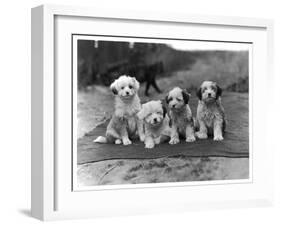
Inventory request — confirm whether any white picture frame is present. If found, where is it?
[31,5,273,220]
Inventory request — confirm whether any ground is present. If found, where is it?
[77,73,249,186]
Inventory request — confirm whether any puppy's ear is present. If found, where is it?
[196,87,202,100]
[216,85,222,99]
[182,90,190,104]
[110,81,118,95]
[133,77,140,90]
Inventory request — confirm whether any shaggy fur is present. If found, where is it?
[94,75,144,145]
[137,100,171,148]
[166,87,196,144]
[196,81,226,141]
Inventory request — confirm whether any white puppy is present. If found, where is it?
[94,75,144,145]
[196,81,226,141]
[166,87,196,144]
[137,100,171,148]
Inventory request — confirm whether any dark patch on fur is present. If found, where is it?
[182,90,189,104]
[111,87,118,95]
[129,164,142,172]
[123,174,137,180]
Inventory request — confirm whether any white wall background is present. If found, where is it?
[0,0,281,226]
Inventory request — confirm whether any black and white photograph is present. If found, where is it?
[72,34,252,187]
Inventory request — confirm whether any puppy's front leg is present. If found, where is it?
[118,126,132,145]
[169,124,180,144]
[185,123,196,142]
[137,119,145,141]
[214,119,223,141]
[144,136,155,149]
[195,119,208,139]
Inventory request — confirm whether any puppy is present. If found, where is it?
[137,100,171,148]
[166,87,196,144]
[196,81,226,141]
[94,75,144,145]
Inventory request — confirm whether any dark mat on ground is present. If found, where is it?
[77,94,249,164]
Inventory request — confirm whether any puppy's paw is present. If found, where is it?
[115,139,122,144]
[123,138,132,145]
[185,136,196,142]
[214,135,223,141]
[145,143,154,149]
[169,137,180,145]
[195,132,208,139]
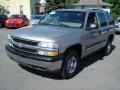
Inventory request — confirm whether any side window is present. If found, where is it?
[98,12,107,27]
[106,12,114,25]
[86,12,98,29]
[118,19,120,23]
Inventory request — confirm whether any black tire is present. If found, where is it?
[61,50,80,79]
[103,39,112,56]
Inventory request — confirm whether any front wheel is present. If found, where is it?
[61,50,79,79]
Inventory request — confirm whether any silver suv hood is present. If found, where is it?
[10,25,79,41]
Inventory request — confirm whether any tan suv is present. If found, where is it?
[6,9,115,78]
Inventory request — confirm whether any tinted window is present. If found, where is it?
[31,15,44,19]
[87,12,98,28]
[106,12,114,25]
[98,12,107,27]
[41,11,86,28]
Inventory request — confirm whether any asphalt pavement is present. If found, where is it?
[0,28,120,90]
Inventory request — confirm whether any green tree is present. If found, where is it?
[104,0,120,17]
[46,0,78,12]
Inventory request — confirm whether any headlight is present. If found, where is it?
[38,42,59,56]
[8,34,12,46]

-------------------------

Copy every line above word for word, omitting the pictures.

[Task output]
Inventory request — confirm whether any white picture frame is present. If found, where is it?
[31,5,273,220]
Inventory request — confirm whether any ground is present. If found, where is it?
[77,73,249,186]
Inventory request — confirm whether any puppy's ear is present. If found, where is it?
[196,87,202,100]
[216,85,222,99]
[182,90,190,104]
[110,81,118,95]
[133,77,140,90]
Inventory request — confirm whether any shaggy fur is present. If found, where is it?
[94,75,144,145]
[137,100,171,148]
[166,87,196,144]
[196,81,226,141]
Inventory request — confirm whether any white puppy is present. If found, where is it?
[94,75,144,145]
[196,81,226,141]
[166,87,196,144]
[137,100,171,148]
Inventory request — confirm whether any dark patch on fur is present. If found, where is it?
[182,90,189,104]
[111,87,118,95]
[129,164,142,172]
[123,174,137,180]
Inventory request — confirm whether any white wall background is present. If found, where is it?
[0,0,281,226]
Inventory request — confirm whether any black and white photograph is present. If found, where is it?
[72,34,252,187]
Inventory request — confirm whether any puppy's front leg is present. If found, where is it?
[118,126,132,145]
[169,124,180,144]
[185,123,196,142]
[137,119,145,141]
[214,119,223,141]
[144,136,155,149]
[195,119,208,139]
Inventory request — confirm whether any puppy is present. If found, where is it?
[137,100,171,148]
[166,87,196,144]
[196,81,226,141]
[94,75,144,145]
Inventory request — confirm whether any dark mat on ground is present. If found, where is it?
[77,94,249,164]
Inventory request — confirm whether any puppy's paw is present. If found, where is it?
[115,139,122,144]
[123,138,132,145]
[185,136,196,142]
[214,135,223,141]
[145,143,154,149]
[169,137,180,145]
[195,132,208,139]
Inventory request — confirm whether any side window is present. If found, where is it?
[98,12,107,27]
[106,12,114,25]
[86,12,98,29]
[118,19,120,23]
Inventory request — confirm whether any black tire is present. If found, where is it?
[61,50,80,79]
[103,39,112,56]
Inventory request — confirm whether any front wheel is present. If found, where is it?
[61,50,79,79]
Inventory request — confirm whether any silver suv hood is present. If found, where is it?
[10,25,79,41]
Inventory request — confirm whether any tan suv is present. If found, where is it?
[6,9,115,78]
Inventory request — confirm whether any tinted window is present. If found, where is it?
[31,15,44,19]
[87,12,98,28]
[106,12,114,25]
[98,12,107,27]
[41,11,86,28]
Inventory request — confirm whether any asphalt pavement is present. If found, where is it?
[0,28,120,90]
Inventory request — confirm whether any green tree is present. If found, where is it?
[104,0,120,17]
[46,0,78,12]
Inventory request — confirm whether any headlight is present. If found, where is it?
[38,42,59,56]
[8,34,12,46]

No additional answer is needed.